- _Набор заданий_:
[1] Перепишите без изменений часть фрагмента о Достоевском, начиная со слов "Теперь подумаем: другие" и продолжая до слов "(как у католиков)?" включительно.
[2] Выпишите из фрагмента о Достоевском все сравнительные прилагательные, которыми в цитате из символа веры описан Христос.
[3] Ответьте по фрагменту о Достоевском на вопросы:
(а) Что, согласно цитате, было у этих людей вместо веры?
(б) Кого, кроме Кришны, автор называет возможным спасителем?
(в) С каким чувством и в какие годы Достоевский, по словам автора, писал об иудаизме и католицизме?

- _Фрагмент текста_:
⟨

У них почти совсем не было болезней, хотя и была смерть; но старики их умирали тихо, как бы засыпая, окруженные прощавшимися с ними людьми, благословляя их, улыбаясь им и сами напутствуемые их светлыми улыбками. Скорби, слез при этом я не видал, а была лишь умножившаяся как бы до восторга любовь, но до восторга спокойного, восполнившегося, созерцательного. Подумать можно было, что они соприкасались еще с умершими своими даже и после их смерти и что земное единение между ними не прерывалось смертию. Они почти не понимали меня, когда я спрашивал их про вечную жизнь, но, видимо, были в ней до того убеждены безотчетно, что это не составляло для них вопроса. У них не было храмов, но у них было какое-то насущное, живое и беспрерывное единение с Целым вселенной; у них не было веры, зато было твердое знание, что когда восполнится их земная радость до пределов природы земной, тогда наступит для них, и для живущих и для умерших, еще большее расширение соприкосновения с Целым вселенной. Они ждали этого мгновения с радостью, но не торопясь, не страдая по нем, а как бы уже имея его в предчувствиях сердца своего...» (т. 25, с. 113–114).
Ни храмов, ни заповедей. Все это понадобится тогда, когда Смешной человек развратит, разрушит рай. А пока не развратил, они не нужны. Это созерцание тоже входит в «идею православия».
Теперь подумаем: другие культурные миры – своего рода другие планеты. Там, правда, совершилось грехопадение, но иначе, и иначе преодолевается. Туда пришли другие спасители. Если дух любви выразился на планете Смешного человека вовсе без спасителя, то почему не могло это произойти через Кришну или через Майтрейю? Логика духовного открытия, совершенного Достоевским, ведет к любовному вниманию ко всем великим религиям. Как совместить с этим ненависть, с которой Достоевский – в эти же семидесятые годы – пишет об иудаизме и католицизме? Религиях, Священное писание которых частично или полностью совпадает с православным? Почему Достоевский допускает спасение без Спасителя и не допускает – с другим спасителем? И даже с чуть-чуть иным обликом Христа (как у католиков)?
Он пишет, в своем символе веры: «...нет никого прекраснее, глубже, симпатичнее, разумнее, мужественнее и совершеннее Христа, и не только нет, но с ревнивой любовью говорю себе, что и не может быть...» (т. 28, ч. I, с. 176).

⟩

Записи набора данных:
⟨

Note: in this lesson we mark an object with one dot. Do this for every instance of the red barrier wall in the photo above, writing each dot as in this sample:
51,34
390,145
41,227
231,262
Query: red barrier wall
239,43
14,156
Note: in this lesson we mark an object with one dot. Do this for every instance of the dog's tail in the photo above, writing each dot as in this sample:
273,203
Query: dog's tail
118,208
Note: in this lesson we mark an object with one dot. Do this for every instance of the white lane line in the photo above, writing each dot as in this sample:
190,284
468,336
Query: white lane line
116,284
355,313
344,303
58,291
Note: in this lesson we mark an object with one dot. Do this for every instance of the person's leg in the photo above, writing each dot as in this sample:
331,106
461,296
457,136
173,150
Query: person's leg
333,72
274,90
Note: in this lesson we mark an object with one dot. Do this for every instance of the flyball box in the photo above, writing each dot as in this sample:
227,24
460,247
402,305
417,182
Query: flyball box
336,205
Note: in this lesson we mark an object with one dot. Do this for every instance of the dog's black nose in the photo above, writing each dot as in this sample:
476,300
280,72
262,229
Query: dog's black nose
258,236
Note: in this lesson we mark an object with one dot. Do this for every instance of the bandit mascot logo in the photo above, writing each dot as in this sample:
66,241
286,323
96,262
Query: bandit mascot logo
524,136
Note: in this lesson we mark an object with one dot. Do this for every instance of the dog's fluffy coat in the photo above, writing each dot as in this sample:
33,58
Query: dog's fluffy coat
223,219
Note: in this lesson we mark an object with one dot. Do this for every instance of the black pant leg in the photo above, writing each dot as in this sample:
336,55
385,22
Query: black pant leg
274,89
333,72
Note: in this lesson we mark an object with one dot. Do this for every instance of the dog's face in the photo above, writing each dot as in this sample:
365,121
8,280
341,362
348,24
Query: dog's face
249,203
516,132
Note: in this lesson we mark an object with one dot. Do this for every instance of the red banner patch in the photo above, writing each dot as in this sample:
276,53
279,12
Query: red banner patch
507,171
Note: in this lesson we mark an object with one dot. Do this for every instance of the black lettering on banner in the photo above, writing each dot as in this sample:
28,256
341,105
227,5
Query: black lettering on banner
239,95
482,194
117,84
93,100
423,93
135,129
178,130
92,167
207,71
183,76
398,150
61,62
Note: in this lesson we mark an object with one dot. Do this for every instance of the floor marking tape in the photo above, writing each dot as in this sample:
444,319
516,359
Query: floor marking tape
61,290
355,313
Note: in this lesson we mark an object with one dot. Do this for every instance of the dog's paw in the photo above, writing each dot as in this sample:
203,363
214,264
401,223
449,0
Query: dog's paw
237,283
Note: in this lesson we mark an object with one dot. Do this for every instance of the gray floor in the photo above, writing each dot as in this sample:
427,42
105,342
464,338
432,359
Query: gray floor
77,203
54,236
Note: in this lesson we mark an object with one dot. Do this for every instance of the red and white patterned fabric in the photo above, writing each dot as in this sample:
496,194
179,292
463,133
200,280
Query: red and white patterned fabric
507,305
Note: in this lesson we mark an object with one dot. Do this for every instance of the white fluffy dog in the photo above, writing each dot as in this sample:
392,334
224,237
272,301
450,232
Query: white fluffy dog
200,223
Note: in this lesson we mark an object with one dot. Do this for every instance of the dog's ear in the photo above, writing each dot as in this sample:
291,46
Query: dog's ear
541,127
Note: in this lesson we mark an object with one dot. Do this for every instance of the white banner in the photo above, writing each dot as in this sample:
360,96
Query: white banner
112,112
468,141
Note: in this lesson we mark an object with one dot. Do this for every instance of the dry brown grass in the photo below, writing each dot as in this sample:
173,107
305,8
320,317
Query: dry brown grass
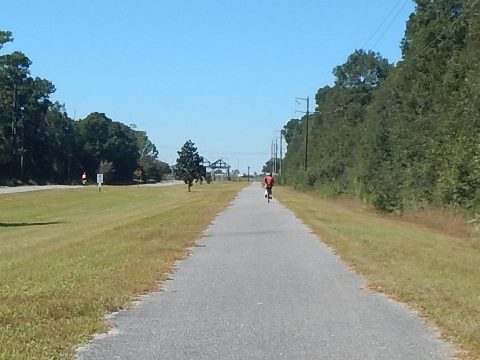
69,257
427,260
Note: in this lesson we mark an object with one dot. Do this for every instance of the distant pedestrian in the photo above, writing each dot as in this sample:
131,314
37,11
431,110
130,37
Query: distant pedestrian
269,182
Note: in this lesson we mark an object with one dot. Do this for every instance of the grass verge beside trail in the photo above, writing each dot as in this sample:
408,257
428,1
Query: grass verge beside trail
435,273
70,256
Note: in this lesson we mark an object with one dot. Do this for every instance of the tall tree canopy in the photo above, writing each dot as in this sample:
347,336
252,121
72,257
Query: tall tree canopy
189,164
406,135
40,143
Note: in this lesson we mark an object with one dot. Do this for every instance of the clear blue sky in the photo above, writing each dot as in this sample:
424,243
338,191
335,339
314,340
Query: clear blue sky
224,74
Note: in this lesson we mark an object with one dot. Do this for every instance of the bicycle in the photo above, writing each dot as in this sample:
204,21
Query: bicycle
268,195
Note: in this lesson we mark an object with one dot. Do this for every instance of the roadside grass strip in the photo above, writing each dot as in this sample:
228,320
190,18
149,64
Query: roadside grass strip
69,257
429,269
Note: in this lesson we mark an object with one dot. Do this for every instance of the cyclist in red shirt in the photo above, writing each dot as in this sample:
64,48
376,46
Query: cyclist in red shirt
269,183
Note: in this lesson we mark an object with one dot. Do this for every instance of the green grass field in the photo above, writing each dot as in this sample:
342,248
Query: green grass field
68,257
428,268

⟩

- _Ответы к заданиям_:
[1]
Теперь подумаем: другие культурные миры – своего рода другие планеты. Там, правда, совершилось грехопадение, но иначе, и иначе преодолевается. Туда пришли другие спасители. Если дух любви выразился на планете Смешного человека вовсе без спасителя, то почему не могло это произойти через Кришну или через Майтрейю? Логика духовного открытия, совершенного Достоевским, ведет к любовному вниманию ко всем великим религиям. Как совместить с этим ненависть, с которой Достоевский – в эти же семидесятые годы – пишет об иудаизме и католицизме? Религиях, Священное писание которых частично или полностью совпадает с православным? Почему Достоевский допускает спасение без Спасителя и не допускает – с другим спасителем? И даже с чуть-чуть иным обликом Христа (как у католиков)?

[2] прекраснее, глубже, симпатичнее, разумнее, мужественнее, совершеннее

[3]
(а) Твердое знание, что когда восполнится их земная радость до пределов природы земной, наступит еще большее расширение соприкосновения с Целым вселенной.
(б) Майтрейю.
(в) С ненавистью, в семидесятые годы.